Work task — Return the listing exactly, please; no pictures.

-=-=-=-=-

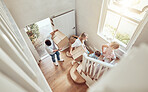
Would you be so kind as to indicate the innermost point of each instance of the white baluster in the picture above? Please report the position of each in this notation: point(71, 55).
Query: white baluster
point(91, 66)
point(87, 66)
point(100, 68)
point(95, 69)
point(84, 64)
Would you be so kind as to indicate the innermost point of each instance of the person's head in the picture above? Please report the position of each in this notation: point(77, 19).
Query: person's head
point(114, 45)
point(97, 53)
point(48, 42)
point(83, 36)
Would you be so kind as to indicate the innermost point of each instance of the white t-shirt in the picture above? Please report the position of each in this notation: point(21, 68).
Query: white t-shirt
point(50, 49)
point(78, 43)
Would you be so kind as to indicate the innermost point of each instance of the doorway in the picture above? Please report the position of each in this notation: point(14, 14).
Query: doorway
point(37, 33)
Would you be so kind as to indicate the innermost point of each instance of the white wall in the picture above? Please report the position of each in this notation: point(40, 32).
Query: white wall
point(143, 37)
point(87, 15)
point(26, 12)
point(87, 18)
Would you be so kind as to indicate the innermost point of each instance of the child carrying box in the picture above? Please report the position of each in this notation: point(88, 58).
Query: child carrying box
point(108, 51)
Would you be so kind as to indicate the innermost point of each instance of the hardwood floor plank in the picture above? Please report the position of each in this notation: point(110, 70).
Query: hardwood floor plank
point(58, 77)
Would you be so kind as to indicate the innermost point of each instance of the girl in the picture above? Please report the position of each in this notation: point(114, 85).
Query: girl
point(79, 42)
point(108, 51)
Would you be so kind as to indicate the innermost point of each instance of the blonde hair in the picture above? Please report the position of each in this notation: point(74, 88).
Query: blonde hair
point(114, 45)
point(83, 35)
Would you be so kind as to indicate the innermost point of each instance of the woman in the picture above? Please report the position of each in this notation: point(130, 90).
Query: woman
point(79, 42)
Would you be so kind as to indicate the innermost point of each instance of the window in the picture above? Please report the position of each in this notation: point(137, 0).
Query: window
point(121, 20)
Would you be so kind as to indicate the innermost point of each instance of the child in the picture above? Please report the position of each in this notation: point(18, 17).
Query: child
point(108, 51)
point(52, 49)
point(95, 55)
point(79, 42)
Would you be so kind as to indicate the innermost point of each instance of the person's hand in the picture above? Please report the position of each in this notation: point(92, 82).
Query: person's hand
point(70, 54)
point(104, 52)
point(60, 48)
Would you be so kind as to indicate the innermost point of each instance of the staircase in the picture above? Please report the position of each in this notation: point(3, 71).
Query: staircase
point(89, 70)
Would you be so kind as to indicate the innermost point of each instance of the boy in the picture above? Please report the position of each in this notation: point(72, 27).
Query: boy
point(52, 49)
point(95, 55)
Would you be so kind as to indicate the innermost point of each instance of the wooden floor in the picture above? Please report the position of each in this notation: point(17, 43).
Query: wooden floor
point(58, 77)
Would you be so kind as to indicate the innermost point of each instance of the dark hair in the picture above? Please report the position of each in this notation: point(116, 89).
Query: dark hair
point(97, 53)
point(48, 42)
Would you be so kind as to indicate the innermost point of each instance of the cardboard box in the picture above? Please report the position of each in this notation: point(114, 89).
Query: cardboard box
point(61, 40)
point(77, 53)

-=-=-=-=-

Exercise result —
Would you be so kind as to indicate the innermost point of each instance of the white baluster in the picture above? Please report the position of each in this notation: point(71, 55).
Query: white baluster
point(91, 66)
point(87, 66)
point(100, 68)
point(95, 69)
point(84, 64)
Would you be so kind as to indicate the innermost point of each instance of the person's head in the picture above? Please report the position of each in this notation: point(77, 19).
Query: person's head
point(114, 45)
point(97, 53)
point(48, 42)
point(83, 36)
Would you be so kind as to indicate the innermost point of each instance of the white t-shirt in the picture above? Please report the position of each in this notation: point(21, 68).
Query: white t-shirt
point(50, 49)
point(78, 43)
Would you be so kind as to indicate the innermost point of each instance of the doorway in the picture above? Please report the position of each in this notation: point(14, 14).
Query: doorway
point(37, 33)
Would you be so kind as to indicate the innermost point of each instance of the white wall in the picture above? Please report the position of each in this notation: point(40, 32).
Query: white wall
point(143, 37)
point(87, 15)
point(26, 12)
point(87, 18)
Would you be so kind as to indicate the innermost point of each instance of the child carrying box in the picture above? Please report the position of each in this notation: point(88, 58).
Query: child carrying box
point(108, 51)
Would you be so kind as to indicate the innermost point of each instance of the hardwood floor plank in the picture above? Please report the position of each in this notation: point(110, 70).
Query: hardwood floor plank
point(58, 77)
Would you be so kind as to indicate the innermost point of each instance of the girl in the picture above? Please report the position of each in this notation: point(114, 85).
Query: girl
point(79, 42)
point(108, 51)
Would you be so kind as to indicate the innermost point of each instance of the blonde hair in the picture above? Please report the position of each in this notation: point(74, 88).
Query: blonde hair
point(114, 45)
point(83, 35)
Would you be so kind as to indicate the innermost point of each instance of the woman in the picture above? Please report the position of each in this notation: point(130, 90).
Query: woman
point(79, 42)
Would you be so kind as to indicate the innermost point of each instance of the window in the picture above? Please report the position of each in this notation: point(137, 0).
Query: window
point(121, 20)
Would you be so kind as to indicate the innermost point of each instance of the child in the picture above? Please report the position of each in this notation: point(18, 17).
Query: child
point(108, 51)
point(52, 49)
point(95, 55)
point(79, 42)
Would you be so kind as to indicate the innermost point of each instance of the person's hand in the picture above? Please report the position of each in this notation: point(92, 82).
Query: person's hand
point(70, 54)
point(104, 52)
point(60, 48)
Would you be so kind as to indicate the innermost point of each instance of the staircase in the picture above? Please report the position of each in this notation: point(3, 71).
Query: staircase
point(89, 70)
Would you be so kind as to indicate the innermost point of each instance of the boy in the picture above? Please report the position of each in this notation: point(72, 27).
Query: boy
point(52, 49)
point(95, 55)
Would you be so kind as to indicate the innermost point of each instance of the wooden floor in the picture above? Please report the position of each in this notation: point(17, 43).
Query: wooden floor
point(58, 77)
Would you be so kind as to indicate the innermost point of each instance of the dark hair in the picture above? Please report the position of each in this notation: point(116, 89).
Query: dark hair
point(97, 53)
point(48, 42)
Would you be so kind as to indicate the innermost point of each instance of the cardboard box in the picture above? Please report the position of each in this notation: point(114, 89).
Query: cardboard box
point(61, 40)
point(77, 53)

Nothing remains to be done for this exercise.